[Sussex] SkyPickle stuff...
Geoffrey Teale
tealeg at member.fsf.org
Wed Dec 29 22:22:13 UTC 2004
Alan F wrote:
> Is there any particular reason you chose to write it in C? Or just
> preference?
I can see why you ask the question. To do a job like this normally I
would use Python, Ruby or even Bash. Those tools make jobs like this
very easy to write and maintain.
In the end there are several reasons why I wrote it in C.
The task in hand is one I commonly do at the command line and at work we
used Epylog (a more complex log summarising tool written in Python) for
a while. When I do something manually more than a couple of times I end
up writing program to do it for me.
A Bash script ends up just being very ugly and needing a lot of
parameters to cover even the basic set of options that Grumbleweed
supports.
Epylog on the other hand is a highly configurable tool, but my
experience of it is that it uses a massive amount of system resource in
a non-trivial setup and it tries to be too clever in terms of
remembering what it has and has not parsed. We eventually abandoned
Epylog because it was unstable, slow and prone to mail-bombing us with
20MB emails in the setup we used it in. That's not a criticism of
Epylog - I think it's an excellent tool and very useful. It's certainly
far more ambitious in scope than Grumbleweed.

MATERIAL PROVIDED:
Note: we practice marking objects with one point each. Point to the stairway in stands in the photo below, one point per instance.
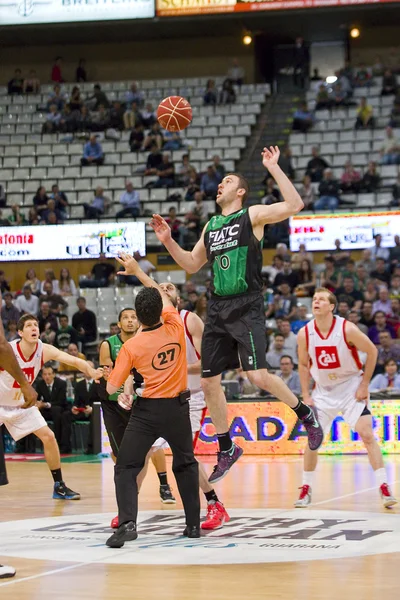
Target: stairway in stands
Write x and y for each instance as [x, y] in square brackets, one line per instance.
[272, 128]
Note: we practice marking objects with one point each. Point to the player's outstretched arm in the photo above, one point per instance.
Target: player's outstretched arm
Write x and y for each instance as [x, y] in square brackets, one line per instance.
[53, 353]
[292, 202]
[192, 261]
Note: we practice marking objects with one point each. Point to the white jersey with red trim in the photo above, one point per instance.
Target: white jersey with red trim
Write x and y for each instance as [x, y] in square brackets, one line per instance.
[332, 359]
[10, 392]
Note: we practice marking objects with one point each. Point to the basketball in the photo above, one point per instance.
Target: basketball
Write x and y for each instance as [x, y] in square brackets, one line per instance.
[174, 113]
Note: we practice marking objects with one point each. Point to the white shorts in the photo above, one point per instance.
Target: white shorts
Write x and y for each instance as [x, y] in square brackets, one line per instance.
[21, 421]
[340, 399]
[197, 408]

DIRECTIONS:
(a) In the mailing-list post about writing Grumbleweed in C, what language is Epylog written in?
(b) Write the next part of the mailing-list post about writing Grumbleweed in C, picking up after its final sentence.
The data has nothing to do with what comes next.

THE RESULTS:
(a) Python

(b)
With these points in mind I decided I needed to write a very simple tool
that would do this job in a manner efficient enough to be used in a
system with a lot of data and little spare resource.
OK, at that point I reasoned thus:
- C and C++ are at once my most treasured (and hard earned) skills and
the ones I have least opportunity to practice in the day to day.
- I find C a pleasant language to write in (something aesthetic that I
can't explain).
- The GNU "Languages of Choice" are C, C++, LISP (GUILE).
- Not all systems have Bash, Ruby, Python or Perl installed. C code
compiled on the correct platform and using GLibC runs anywhere that
GLibC is installed (that's every Linux, Hurd, and Darwin/Mac OS X box
out there and many, many other platforms).
So I came quite naturally to write it in C.
> http://loonix.net/files/mailstats.pl is my first attempt at writing a
> log reporting tool. As simple as it is, it produces some pretty useful
> statistics. My thinking was that the best way to get flexible reports,
> low processing overhead and smallest amount of code was to run the
> script as a cronjob to parse the daily log which had just been
> rotated, then put it in a postgresql database and let the database do
> any aggregates when needed. It's far more specialised than your
> creation, only of use to people using amavisd-new and spamassassin.
<snip>
That approach is very flexible I don't agree about the low overhead
aspect of it though. A database like postgreSQL is a hell of a thing to
be running on a system, and while they are very useful and flexible
relational databases are no where near the most efficient way or writing
a retrieving data. With more configurable data gathering your system
would be fine for 99% of systems I can think of and much more useful as
a general purpose reporting system than Grumbleweed.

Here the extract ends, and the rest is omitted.